Pressure grows for DunnHumby sale

Pressure grows for DunnHumby saleTesco’s disastrous performance – and boss Dave Lewis’ refusal to raise cash through a rights issue – is piling the pressure on the retailer to hive off its assets, with DunnHumby at the top of the potential “for sale” list.
The data business is one of many parts of the business whose future is under scrutiny; others include Blinkbox (bought in 2011 for an undisclosed sum but understood to be loss-making); restaurant chain Giraff (snapped up for £48.6m last year); coffee shop Harris + Hoole (Tesco bought a 49% stake in 2013); and Dobbies garden centres (bought in 2007 for £155m).
But DunnHumby is by far the most valuable, with a price tag of £2bn. It has already been claimed that US private equity buyout specialist TPG has had one bid for the company rejected, but some industry analysts believe any new bid could be, in the words of Godfather Don Corleone, “an offer it can’t refuse”.
Set up by husband and wife team Clive Humby and Edwina Dunn in 1989, the business now employs more than 2,000 people in 30 countries.
Tesco originally invested in the firm in 2001, buying a 53% stake for a reported £30m, upping its stake and then taking full control. It is thought to have paid just over £100m for the business in total; Dunn and Humby finally stepped down early last year. Its latest accounts, for 2013, show a pre-tax profit of £67.6m on sales of £165m – a year when it paid Tesco a £140m dividend.
Tesco could still use DunnHumby as a supplier – and pocket the £2bn – but it would make it much easier to abandon the Clubcard scheme, estimated to cost the retailer more than £500m a year to operate.
DunnHumby’s original work on Clubcard is widely credited with turning Tesco into the retailing behemoth it still is today. But Humby recently claimed the supermarket giant’s obsession with instore promotions has made the Clubcard scheme virtually irrelevant.
One industry source told DecisionMarketing: “Would a sale of DunnHumby make any difference to Clubcard? Possibly not. Most loyalty schemes are run by a third-party company anyway.
“And in the current climate Tesco is facing stark choices. Philip Clarke [the former chief executive] was always at pains to say Clubcard would win back customers, but that clearly has not worked yet. Cash-strapped consumers are going where the prices are low, not where you can get a 50p coupon.
“It could even be argued that Tesco might be able to apply more pressure on DunnHumby to make Clubcard work harder, if it was owned by someone else.”
But Publicis Chemistry planning director Toby Richards cautions against a sell-off. Writing for Retail Week, he said: “It can’t be right that the intimate knowledge of Tesco customers, their behaviours, buying habits and value resides outside of Tesco; strategically, it can’t be right that an external organisation would know more about Tesco’s customers than the retailers themselves.
“Tesco should resist the temptation to sell, and focus instead on what their customers are telling them every minute of every day. It’s good to listen.”

━━━━━━━━

- Task requirements -
Return the part of the article on the possible DunnHumby sale that opens with the words containing "But DunnHumby is" and closes with "in 30 countries.", copied word for word. The records that follow the article were taken from a different source.

- Saved data entries -
━━━━━━━━

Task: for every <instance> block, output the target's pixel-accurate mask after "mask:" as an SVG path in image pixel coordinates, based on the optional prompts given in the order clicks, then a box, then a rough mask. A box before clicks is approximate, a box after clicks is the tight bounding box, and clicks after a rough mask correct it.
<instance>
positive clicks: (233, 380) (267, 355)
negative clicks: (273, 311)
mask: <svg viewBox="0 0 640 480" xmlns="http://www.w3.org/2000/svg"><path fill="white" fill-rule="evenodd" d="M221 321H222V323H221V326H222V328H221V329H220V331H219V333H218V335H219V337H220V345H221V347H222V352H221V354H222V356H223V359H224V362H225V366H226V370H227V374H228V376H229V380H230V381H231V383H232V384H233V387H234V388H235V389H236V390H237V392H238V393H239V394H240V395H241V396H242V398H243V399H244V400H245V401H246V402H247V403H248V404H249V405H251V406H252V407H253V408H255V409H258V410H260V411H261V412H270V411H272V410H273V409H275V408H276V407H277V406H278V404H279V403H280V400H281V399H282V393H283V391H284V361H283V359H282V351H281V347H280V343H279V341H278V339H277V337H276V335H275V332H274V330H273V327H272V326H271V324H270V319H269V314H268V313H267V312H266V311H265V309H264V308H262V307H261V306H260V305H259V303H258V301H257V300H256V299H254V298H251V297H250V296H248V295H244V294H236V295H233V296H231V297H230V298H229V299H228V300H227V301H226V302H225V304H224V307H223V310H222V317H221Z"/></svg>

━━━━━━━━

- Reply -
But DunnHumby is by far the most valuable, with a price tag of £2bn. It has already been claimed that US private equity buyout specialist TPG has had one bid for the company rejected, but some industry analysts believe any new bid could be, in the words of Godfather Don Corleone, “an offer it can’t refuse”.
Set up by husband and wife team Clive Humby and Edwina Dunn in 1989, the business now employs more than 2,000 people in 30 countries.